## Instruction
Copy the stretch from the line containing "Args: query, the phrase to segment: woman's" through the end of the rows, changing "outline" to "boundary" and leaving everything else untouched.

## Data to use

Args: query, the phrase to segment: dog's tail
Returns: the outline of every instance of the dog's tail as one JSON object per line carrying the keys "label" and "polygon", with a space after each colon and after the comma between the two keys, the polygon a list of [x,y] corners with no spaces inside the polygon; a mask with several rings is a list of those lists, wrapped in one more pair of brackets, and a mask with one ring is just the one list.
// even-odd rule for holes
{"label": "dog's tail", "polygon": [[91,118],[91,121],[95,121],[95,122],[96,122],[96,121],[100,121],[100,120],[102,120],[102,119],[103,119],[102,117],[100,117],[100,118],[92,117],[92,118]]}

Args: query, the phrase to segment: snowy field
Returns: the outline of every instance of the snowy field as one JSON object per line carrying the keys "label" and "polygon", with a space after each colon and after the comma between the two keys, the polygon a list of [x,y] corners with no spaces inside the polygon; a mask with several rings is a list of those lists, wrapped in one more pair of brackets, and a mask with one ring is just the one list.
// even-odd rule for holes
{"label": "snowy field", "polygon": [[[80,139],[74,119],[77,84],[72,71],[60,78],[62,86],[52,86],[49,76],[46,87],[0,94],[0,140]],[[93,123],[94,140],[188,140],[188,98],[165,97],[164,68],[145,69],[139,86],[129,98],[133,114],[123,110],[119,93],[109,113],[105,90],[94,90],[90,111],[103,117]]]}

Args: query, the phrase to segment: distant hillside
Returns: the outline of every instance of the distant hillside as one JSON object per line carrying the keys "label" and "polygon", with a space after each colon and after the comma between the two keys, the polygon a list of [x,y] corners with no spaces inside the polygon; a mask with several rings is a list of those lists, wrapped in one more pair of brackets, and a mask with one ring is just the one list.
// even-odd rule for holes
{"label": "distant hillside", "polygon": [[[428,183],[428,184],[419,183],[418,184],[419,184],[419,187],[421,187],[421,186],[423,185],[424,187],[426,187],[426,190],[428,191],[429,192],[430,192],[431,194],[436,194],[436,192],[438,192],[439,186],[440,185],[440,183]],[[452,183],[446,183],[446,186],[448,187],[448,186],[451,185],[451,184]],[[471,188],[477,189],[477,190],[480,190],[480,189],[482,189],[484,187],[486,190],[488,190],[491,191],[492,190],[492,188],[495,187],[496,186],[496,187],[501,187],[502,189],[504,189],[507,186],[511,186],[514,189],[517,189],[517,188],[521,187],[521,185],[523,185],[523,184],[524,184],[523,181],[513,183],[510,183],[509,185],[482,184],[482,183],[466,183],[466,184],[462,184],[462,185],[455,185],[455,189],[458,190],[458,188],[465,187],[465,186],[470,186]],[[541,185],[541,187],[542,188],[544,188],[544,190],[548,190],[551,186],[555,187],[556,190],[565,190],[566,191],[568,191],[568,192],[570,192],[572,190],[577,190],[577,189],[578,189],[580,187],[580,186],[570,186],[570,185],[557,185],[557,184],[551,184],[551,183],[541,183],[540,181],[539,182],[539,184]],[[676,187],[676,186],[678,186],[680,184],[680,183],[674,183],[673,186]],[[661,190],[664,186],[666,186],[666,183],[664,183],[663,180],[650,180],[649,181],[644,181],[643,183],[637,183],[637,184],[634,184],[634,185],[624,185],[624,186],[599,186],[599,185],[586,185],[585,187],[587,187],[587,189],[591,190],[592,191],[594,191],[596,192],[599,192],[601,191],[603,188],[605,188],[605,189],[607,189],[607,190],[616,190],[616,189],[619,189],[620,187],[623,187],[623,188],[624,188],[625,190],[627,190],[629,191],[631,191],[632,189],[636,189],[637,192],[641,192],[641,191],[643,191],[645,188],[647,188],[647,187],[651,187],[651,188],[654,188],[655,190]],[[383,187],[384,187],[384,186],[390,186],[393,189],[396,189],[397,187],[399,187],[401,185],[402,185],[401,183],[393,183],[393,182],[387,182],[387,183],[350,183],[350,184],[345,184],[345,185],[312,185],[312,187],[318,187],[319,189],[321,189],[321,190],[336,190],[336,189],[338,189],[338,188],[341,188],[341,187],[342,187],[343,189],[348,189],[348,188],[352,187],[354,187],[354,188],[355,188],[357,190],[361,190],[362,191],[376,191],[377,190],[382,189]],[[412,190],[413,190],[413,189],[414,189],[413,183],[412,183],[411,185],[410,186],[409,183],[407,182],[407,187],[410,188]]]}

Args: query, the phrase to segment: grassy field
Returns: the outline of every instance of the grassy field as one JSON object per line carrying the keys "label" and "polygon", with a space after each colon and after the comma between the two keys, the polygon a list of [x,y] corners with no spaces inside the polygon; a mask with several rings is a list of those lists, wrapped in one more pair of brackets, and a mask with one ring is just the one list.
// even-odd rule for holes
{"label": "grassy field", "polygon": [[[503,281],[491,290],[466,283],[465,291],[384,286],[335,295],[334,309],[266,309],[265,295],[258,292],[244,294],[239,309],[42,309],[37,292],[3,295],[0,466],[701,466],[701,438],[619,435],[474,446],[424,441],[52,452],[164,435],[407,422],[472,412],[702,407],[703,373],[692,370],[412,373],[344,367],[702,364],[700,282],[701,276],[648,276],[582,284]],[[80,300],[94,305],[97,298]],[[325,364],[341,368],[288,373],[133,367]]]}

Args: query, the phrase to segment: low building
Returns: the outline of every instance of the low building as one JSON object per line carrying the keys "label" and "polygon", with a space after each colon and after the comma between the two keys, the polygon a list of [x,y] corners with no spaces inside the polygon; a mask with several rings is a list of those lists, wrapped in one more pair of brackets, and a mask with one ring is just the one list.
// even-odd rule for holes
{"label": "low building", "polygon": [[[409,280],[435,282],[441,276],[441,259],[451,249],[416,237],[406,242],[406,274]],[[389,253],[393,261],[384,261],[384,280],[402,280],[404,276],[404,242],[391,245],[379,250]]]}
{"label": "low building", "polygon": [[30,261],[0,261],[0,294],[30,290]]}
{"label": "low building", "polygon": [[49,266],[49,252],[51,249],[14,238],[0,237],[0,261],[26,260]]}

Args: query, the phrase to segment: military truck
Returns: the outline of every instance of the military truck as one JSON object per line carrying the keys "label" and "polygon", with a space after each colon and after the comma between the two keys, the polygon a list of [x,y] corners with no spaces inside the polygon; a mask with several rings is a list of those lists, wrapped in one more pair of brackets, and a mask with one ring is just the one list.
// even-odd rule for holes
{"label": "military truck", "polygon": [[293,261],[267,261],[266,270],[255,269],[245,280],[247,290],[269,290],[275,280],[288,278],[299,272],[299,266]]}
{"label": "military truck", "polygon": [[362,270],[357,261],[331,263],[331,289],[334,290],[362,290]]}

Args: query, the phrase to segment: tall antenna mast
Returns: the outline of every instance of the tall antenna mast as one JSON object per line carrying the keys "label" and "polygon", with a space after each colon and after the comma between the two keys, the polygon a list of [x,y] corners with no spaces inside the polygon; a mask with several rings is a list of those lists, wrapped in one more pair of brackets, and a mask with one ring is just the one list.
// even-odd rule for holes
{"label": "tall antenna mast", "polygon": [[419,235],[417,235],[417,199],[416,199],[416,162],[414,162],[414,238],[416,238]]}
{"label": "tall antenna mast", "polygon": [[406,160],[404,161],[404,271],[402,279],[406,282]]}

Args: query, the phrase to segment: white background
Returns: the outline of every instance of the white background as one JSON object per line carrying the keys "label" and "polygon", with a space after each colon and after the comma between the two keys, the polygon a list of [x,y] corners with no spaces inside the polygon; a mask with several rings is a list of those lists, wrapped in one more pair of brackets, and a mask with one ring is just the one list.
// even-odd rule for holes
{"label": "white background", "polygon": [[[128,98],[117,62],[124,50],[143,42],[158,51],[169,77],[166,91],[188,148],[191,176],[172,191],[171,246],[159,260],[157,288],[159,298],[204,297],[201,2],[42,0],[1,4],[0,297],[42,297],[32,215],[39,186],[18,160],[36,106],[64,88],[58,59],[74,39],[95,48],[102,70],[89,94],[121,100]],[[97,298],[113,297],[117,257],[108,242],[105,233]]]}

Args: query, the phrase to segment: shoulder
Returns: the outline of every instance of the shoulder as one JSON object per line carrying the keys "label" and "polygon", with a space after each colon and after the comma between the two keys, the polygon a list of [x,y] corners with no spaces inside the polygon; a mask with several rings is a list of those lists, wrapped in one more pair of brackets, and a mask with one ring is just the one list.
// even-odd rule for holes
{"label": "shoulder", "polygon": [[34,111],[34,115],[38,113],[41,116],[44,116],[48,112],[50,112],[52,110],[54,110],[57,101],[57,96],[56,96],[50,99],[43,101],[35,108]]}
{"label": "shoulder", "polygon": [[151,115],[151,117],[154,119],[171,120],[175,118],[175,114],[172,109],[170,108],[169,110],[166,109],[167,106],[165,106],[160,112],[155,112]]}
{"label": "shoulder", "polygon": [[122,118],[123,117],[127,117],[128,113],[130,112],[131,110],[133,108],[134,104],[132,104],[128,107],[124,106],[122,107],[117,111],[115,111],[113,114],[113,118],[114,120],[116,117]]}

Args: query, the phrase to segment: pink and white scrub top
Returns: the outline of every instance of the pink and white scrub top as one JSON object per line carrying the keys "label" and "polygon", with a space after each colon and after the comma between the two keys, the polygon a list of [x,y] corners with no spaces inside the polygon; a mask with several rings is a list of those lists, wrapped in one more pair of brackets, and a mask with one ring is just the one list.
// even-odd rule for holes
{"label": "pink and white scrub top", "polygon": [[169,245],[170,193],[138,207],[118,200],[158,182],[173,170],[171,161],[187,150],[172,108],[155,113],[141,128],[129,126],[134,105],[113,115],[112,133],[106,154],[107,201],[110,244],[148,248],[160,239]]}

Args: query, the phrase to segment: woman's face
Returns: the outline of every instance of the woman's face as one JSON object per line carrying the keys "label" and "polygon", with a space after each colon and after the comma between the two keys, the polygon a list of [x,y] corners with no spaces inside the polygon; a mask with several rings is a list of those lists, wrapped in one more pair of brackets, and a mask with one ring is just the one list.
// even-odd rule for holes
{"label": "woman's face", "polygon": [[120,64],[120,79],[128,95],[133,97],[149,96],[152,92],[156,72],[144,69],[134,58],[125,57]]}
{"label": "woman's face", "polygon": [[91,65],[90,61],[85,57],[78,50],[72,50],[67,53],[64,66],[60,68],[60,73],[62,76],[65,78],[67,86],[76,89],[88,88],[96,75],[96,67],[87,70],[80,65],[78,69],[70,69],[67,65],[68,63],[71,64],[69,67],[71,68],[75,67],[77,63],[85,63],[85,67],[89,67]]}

## Response to the exercise
Args: query, the phrase to segment: woman's face
Returns: the boundary of every instance of the woman's face as one JSON object per line carrying the keys "label" and "polygon", with a space after each colon and after the comma between the two keys, the polygon a list of [x,y] corners with no spaces inside the polygon; a mask with several rings is a list of those lists, wrapped in one more pair of brackets, and a mask with one ring is just the one list.
// even-odd rule for holes
{"label": "woman's face", "polygon": [[120,64],[120,79],[128,95],[133,97],[149,96],[152,92],[156,72],[144,69],[134,58],[125,57]]}
{"label": "woman's face", "polygon": [[91,65],[90,61],[85,57],[78,50],[72,50],[67,53],[64,66],[60,68],[60,73],[62,76],[65,78],[67,86],[76,89],[88,88],[96,75],[96,67],[87,70],[80,65],[78,69],[70,69],[67,65],[68,63],[71,64],[69,67],[71,68],[75,67],[77,63],[85,63],[85,67],[89,67]]}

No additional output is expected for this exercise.